[Saved entries]
........

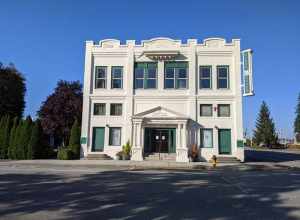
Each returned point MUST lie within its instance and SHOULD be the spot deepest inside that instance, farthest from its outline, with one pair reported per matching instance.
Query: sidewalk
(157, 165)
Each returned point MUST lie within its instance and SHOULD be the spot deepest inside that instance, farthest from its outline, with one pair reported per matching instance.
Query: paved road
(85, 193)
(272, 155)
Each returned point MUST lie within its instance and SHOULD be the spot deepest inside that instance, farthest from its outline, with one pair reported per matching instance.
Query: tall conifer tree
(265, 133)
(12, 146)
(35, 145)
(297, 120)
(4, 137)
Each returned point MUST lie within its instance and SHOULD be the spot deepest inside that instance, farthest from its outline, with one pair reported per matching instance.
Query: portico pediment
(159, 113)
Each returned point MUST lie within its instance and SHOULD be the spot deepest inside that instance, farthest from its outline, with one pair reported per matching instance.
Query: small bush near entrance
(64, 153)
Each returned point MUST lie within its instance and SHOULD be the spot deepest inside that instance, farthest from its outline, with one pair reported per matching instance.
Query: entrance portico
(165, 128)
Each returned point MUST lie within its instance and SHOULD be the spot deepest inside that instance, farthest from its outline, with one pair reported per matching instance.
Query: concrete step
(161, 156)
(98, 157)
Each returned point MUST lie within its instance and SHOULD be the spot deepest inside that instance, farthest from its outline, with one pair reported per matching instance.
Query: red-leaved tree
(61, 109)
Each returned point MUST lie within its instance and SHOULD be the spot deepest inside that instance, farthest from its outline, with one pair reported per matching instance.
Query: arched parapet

........

Once the pictures are removed, print all the remaining data exactly as it stands.

WRITTEN REPLY —
Each returned point MUST lie within its instance and SHOULD be the spot deepest inside that instance, farthest from its outline, with one pair reported per matching instance.
Query: sidewalk
(157, 165)
Each returned point MUST lie within its instance and SHOULD be the spot deepest inside that instance, farthest from its outline, with one pair reported per matching instance.
Query: paved road
(85, 193)
(272, 155)
Each returned point MUST lie within its instance and SHOULD be the spot deepest inside that instance, farthest from its outline, with one pair reported per matching instance.
Query: tall conifer tree
(265, 133)
(12, 146)
(35, 145)
(297, 120)
(4, 137)
Each returned point MUST lie within its instance and SHOULD be the spot deepest inside that instance, farthest from its outline, with one pair reported per matching instance.
Query: portico pediment
(159, 113)
Each returned point MUST lie within its instance and SHOULD be the spot deepest inside that instance, farthest from its outline, with one pair reported per matching instance.
Query: small bush near entrance
(64, 153)
Each returned point MUST lie within its instance and SHOULD be the spot deepest inside that instance, farthest from its outline, with one pair reported per matching instance.
Query: entrance portico
(165, 128)
Each returned point MUST lie within its instance and SHOULD be the spot deepest inside that instance, farthest from its outline, with one pair reported per matching instance.
Query: concrete step
(161, 156)
(98, 157)
Each returned point MUST lie within its instance and SHOULD be the spot deepest inside that instance, farthest from its outline, with one pair reported per matching instance.
Query: red-leaved tree
(61, 109)
Each returned point MUST lie within its instance and SHOULD be the spot deepest inside that instance, farthest from its outline, with one pair reported per matching instance.
Query: arched parapet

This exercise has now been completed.